— Source excerpt —
[start]
Cover by Ben Willsher

NOW ARRIVING

Judge Dredd: Adaptive Optics
Credits: Arthur Wyatt (script), Simon Roy (art), Annie Parkhouse (letters)

Alice W. Castle: Look, I don’t want to start every review of a ‘Judge Dredd’ strip with a political rant, either, but it’s not like their making it hard for me. After a three-part story that explored how the wealthy and powerful divide and exploit the common masses to gain even more powerful, Dredd switches gears in a self-contained story by Arthur Wyatt and Simon Roy about gun control.

Okay, so it’s not specifically about gun control, but more about gun culture as a whole from civilian level gun ownership to military grade arms dealing and how that can affect the mind. In a world where everyone has their finger on the trigger, paranoia reigns. After decades of stalemate, a war between Xelites and Xelons finally comes to a bloody, brutal end thanks to the introduction of high powered rifles from an Earth-based arms deal. Interestingly for Wyatt and Roy, that’s just the setup to the story. The meat of this strip is in how the war crimes of the arms dealers are investigated and the rampant, feverish paranoia it elicits in all involved.
[end]
— Exercise task —
Copy the Judge Dredd review starting with "Judge Dredd: Adaptive" and going on through "about gun control.", renaming "strip" as "comic" each time it occurs. The material that follows has no connection to the Judge Dredd review.

Stored dataset entries:
[start]
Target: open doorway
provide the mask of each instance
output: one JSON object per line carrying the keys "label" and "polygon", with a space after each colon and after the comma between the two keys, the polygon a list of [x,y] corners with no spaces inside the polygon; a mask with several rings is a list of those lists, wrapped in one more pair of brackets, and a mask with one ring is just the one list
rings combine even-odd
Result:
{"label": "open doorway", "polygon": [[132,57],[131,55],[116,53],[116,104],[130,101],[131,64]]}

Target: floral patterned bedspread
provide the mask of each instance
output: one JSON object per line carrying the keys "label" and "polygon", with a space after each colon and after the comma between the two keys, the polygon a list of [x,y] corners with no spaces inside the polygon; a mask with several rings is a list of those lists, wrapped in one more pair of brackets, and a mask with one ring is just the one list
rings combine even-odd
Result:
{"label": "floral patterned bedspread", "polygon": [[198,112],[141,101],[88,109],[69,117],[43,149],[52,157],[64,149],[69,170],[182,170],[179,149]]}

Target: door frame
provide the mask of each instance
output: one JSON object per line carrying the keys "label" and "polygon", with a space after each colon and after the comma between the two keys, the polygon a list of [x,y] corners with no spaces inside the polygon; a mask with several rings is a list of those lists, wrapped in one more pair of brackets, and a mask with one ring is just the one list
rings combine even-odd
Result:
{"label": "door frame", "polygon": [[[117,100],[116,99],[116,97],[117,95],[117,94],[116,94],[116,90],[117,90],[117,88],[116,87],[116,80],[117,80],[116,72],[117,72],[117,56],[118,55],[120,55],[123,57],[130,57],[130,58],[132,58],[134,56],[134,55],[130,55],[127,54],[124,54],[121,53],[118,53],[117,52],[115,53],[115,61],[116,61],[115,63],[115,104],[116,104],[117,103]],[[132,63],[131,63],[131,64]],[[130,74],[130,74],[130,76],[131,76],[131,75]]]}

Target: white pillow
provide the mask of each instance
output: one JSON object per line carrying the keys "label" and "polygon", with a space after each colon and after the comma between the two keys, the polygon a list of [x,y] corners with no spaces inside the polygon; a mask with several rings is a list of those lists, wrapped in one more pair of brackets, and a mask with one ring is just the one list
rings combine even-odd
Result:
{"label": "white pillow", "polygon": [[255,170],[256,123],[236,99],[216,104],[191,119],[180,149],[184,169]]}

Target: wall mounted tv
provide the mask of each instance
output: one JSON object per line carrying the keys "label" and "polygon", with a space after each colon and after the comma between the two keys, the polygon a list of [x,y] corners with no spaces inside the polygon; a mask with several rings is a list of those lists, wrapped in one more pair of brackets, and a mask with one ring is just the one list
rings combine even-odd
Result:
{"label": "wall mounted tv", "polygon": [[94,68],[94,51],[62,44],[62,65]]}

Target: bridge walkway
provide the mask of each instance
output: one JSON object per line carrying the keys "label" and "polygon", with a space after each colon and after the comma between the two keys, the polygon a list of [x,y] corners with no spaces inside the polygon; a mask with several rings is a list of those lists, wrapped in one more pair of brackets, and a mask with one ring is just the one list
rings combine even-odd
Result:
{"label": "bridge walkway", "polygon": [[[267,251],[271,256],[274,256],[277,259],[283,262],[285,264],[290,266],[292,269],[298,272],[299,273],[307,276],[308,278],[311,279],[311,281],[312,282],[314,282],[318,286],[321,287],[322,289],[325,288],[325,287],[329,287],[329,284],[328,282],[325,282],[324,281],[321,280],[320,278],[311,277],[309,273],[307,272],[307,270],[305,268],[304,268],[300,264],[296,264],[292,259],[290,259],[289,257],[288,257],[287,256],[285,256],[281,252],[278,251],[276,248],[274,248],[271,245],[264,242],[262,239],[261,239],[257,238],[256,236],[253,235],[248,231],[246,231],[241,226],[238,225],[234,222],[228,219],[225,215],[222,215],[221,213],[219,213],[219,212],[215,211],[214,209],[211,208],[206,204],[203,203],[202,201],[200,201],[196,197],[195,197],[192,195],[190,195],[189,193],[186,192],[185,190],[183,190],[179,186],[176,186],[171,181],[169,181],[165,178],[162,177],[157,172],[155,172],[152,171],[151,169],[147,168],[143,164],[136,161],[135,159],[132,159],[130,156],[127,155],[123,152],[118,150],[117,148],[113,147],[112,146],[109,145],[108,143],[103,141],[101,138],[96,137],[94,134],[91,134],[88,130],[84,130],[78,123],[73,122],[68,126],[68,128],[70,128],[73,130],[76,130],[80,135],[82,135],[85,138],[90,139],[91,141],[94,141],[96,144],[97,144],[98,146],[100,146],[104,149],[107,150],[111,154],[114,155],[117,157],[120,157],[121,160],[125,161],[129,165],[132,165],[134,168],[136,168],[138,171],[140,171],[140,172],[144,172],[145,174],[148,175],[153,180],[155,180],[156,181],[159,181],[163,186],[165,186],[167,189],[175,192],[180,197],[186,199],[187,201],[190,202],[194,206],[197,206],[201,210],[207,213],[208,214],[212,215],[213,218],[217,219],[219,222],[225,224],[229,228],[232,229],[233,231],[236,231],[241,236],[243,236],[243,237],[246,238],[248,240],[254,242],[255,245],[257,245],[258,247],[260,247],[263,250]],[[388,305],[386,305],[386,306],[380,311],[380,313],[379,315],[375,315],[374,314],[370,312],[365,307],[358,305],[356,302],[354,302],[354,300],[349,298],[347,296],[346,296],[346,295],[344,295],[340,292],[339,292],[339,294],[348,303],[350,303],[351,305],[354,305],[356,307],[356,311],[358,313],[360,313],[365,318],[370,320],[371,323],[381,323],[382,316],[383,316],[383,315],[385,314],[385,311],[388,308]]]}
[end]
— Problem solution —
Judge Dredd: Adaptive Optics
Credits: Arthur Wyatt (script), Simon Roy (art), Annie Parkhouse (letters)

Alice W. Castle: Look, I don’t want to start every review of a ‘Judge Dredd’ comic with a political rant, either, but it’s not like their making it hard for me. After a three-part story that explored how the wealthy and powerful divide and exploit the common masses to gain even more powerful, Dredd switches gears in a self-contained story by Arthur Wyatt and Simon Roy about gun control.